** Start of SOURCE EXCERPT **

To determine which equations have a positive y-intercept you have to determine the corresponding value for each one of them.

As mentioned above, the x-coordinate of the y-intercept is always zero, so to determine the y-coordinate of the point you have to replace each equation with x=0 and calculate the value of y:

First equation


\begin{gathered} y=5x^2-3x-5 \\ y=5(0)^2-3\cdot0-5 \\ y=-5 \end{gathered}

The y-intercept of this equation is (0,-5) and the y-coordinate is negative.

Second equation


\begin{gathered} y=x^2-10x \\ y=0^2-10\cdot0 \\ y=0 \end{gathered}

The y-intercept of this equation is the origin (0,0), zero is neither positive nor negative, so you can't say that the y-coordinate of the y-intercept of this equation is positive.

Third equation


\begin{gathered} y=x^2+3x-2 \\ y=0^2+3\cdot0-2 \\ y=-2 \end{gathered}

The y-intercept of this function is (0,-2) and its y-coordinate is -2 which is not positive.

** End of SOURCE EXCERPT **

▶ TO-DO LIST
**a.** Translate this sentence from the y-intercept explanation into Spanish: "The y-intercept of this equation is (0,-5) and the y-coordinate is negative."
**b.** Resume the y-intercept explanation after its last sentence.
The material is not needed here.

** Start of DATA EXTRACT **

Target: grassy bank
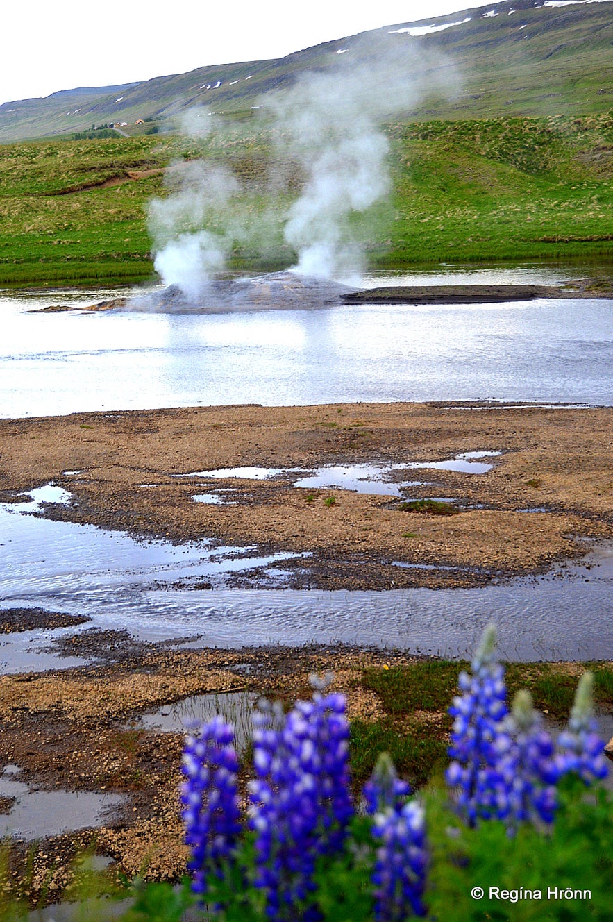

** End of DATA EXTRACT **

▶ FINAL RESULTS
**a.** La intersección con el eje y de esta ecuación es (0,-5) y la coordenada y es negativa.

**b.**
Fourth equation

To determine the y-intercept of this equation first you have to solve the square of the binomial. For this you have to distribute the multiplication, which means, to multiply each term on the first parentheses by each term on the second parentheses:


\begin{gathered} y=(x+1)(x+2) \\ y=x\cdot x+x\cdot2+1\cdot x+1\cdot2 \\ y=x^2+2x+x+2 \end{gathered}

And simplify the like terms to determine the quadratic expression


y=x^2+3x+2

Now we can replace the expression with x=0 to determine the y-coordinate of the y-intercept


\begin{gathered} y=0^2+3\cdot0+2 \\ y=2 \end{gathered}

The y-intercept of this equation is (0,2) and has a positive y-coordinate.

So the only equation whose graph has a y-intercept with a positive y-coordinate is

y=(x+1)(x+2)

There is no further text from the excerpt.